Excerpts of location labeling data
—————

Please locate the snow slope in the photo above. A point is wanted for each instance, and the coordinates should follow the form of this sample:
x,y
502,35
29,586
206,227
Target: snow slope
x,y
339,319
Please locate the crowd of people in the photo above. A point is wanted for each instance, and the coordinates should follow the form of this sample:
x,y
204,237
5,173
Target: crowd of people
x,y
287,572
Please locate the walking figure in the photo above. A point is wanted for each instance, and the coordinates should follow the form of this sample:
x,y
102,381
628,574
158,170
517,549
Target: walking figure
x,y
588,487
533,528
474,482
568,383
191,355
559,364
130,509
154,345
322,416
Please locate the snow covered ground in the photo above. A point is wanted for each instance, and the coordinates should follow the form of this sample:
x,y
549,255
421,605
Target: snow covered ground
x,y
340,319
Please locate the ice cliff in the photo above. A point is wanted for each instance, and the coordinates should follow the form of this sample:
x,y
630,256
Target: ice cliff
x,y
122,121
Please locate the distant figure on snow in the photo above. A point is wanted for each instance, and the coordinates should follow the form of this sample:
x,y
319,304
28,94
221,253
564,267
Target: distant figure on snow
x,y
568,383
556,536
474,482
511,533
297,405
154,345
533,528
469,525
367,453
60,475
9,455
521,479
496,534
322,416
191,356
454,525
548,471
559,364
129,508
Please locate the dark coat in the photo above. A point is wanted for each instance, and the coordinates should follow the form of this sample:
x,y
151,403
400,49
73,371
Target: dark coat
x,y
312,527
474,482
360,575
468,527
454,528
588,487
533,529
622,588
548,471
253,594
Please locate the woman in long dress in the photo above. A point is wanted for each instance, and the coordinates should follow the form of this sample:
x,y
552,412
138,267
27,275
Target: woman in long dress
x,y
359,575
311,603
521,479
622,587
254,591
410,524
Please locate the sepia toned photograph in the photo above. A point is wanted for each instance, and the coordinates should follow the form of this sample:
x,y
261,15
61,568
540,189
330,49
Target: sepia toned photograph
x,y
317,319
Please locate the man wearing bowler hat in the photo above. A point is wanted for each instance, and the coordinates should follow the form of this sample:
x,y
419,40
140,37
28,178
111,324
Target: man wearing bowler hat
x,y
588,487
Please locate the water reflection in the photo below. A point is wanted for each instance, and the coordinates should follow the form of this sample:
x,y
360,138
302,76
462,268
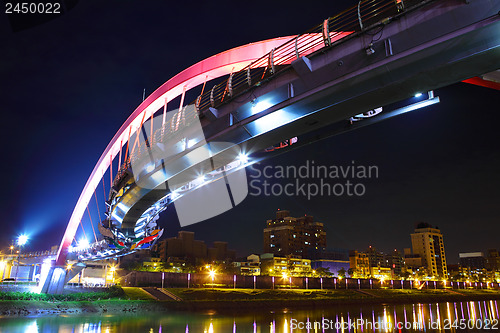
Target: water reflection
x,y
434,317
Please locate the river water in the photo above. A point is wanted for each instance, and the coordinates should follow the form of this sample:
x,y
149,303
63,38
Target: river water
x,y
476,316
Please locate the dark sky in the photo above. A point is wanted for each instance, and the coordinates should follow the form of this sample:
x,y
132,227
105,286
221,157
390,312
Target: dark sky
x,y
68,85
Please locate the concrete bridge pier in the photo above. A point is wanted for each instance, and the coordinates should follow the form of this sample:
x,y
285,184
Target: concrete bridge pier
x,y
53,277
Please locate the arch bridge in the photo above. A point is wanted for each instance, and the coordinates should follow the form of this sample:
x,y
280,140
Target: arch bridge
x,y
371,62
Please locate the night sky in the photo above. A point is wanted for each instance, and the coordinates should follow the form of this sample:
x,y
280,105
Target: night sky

—————

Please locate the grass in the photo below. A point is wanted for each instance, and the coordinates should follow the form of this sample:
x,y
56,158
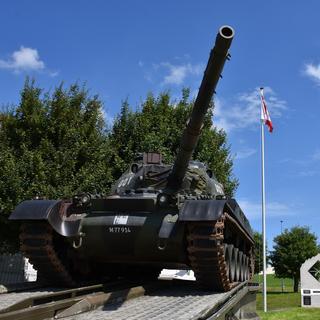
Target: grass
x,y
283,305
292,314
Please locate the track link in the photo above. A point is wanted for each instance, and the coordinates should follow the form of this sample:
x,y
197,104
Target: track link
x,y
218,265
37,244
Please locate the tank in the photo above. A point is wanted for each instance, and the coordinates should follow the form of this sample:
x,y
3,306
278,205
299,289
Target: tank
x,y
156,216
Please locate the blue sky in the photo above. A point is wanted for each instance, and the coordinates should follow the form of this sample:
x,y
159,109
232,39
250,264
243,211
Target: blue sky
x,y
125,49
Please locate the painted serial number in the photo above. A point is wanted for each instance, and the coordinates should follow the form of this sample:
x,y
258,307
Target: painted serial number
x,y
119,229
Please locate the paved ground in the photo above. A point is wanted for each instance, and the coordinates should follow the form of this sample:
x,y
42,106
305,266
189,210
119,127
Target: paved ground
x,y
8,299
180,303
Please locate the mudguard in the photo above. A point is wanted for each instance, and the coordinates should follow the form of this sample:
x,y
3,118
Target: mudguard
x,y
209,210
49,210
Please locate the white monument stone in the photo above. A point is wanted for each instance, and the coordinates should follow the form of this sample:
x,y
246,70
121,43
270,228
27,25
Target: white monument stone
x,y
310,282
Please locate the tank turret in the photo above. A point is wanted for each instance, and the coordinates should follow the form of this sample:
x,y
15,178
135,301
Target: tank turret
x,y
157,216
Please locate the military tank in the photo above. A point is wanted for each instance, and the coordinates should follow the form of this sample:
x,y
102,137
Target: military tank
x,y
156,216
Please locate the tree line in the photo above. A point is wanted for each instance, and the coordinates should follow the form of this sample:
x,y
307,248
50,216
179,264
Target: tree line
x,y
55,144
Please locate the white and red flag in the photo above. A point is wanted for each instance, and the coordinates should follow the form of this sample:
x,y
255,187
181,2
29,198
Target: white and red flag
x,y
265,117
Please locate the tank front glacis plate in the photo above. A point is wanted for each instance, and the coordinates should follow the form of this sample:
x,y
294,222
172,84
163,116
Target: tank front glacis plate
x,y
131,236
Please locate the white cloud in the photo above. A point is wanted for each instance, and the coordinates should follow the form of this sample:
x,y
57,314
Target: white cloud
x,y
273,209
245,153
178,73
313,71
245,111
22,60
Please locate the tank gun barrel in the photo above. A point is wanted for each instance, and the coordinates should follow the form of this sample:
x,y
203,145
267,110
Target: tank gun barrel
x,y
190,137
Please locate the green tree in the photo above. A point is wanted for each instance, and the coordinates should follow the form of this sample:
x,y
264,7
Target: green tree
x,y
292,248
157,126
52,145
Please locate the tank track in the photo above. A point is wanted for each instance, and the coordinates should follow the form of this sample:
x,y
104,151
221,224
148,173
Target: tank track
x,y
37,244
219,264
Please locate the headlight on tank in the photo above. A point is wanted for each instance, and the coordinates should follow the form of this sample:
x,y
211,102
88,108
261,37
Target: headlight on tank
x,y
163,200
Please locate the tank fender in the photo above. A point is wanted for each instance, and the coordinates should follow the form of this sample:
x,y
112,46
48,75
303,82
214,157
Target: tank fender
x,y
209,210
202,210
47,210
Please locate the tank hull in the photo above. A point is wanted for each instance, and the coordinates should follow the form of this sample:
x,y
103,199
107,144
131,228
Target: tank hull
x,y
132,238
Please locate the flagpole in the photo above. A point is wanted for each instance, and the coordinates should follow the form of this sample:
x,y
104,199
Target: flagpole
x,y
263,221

—————

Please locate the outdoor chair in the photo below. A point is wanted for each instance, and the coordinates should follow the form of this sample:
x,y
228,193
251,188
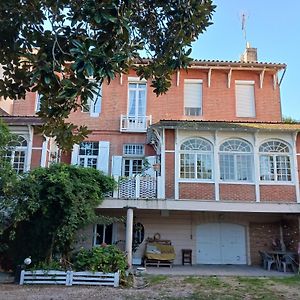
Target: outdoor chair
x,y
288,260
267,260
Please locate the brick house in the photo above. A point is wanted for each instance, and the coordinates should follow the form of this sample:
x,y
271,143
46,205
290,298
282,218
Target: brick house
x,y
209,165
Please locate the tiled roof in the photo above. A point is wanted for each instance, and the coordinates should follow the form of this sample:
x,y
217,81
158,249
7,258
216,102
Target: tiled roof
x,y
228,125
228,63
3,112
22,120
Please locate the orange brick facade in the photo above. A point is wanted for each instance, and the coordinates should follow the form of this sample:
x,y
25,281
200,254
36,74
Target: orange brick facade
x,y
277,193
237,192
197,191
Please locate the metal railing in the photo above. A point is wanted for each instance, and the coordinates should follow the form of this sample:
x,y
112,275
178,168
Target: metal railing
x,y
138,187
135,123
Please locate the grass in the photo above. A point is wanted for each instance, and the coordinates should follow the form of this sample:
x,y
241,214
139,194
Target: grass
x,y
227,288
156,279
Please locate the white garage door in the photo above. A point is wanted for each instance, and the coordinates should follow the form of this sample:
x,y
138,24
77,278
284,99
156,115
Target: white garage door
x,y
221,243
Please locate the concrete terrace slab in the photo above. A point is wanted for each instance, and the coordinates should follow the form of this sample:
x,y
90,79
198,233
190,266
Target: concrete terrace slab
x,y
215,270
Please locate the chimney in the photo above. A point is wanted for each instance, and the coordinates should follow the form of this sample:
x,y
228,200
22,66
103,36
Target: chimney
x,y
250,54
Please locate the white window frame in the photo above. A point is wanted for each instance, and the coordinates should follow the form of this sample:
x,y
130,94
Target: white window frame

—————

> Stated goal:
Show every line of the entries above that contains the word "dark", matching case exactly.

> Written response:
Please locate the dark coat in the photo above. A point is wanted for each instance, and the coordinates should follow the form of this sample:
Target: dark coat
Please locate the dark sky in the photo above. A point is wanted for each instance, and the coordinates should follow the form of this sample:
Target: dark sky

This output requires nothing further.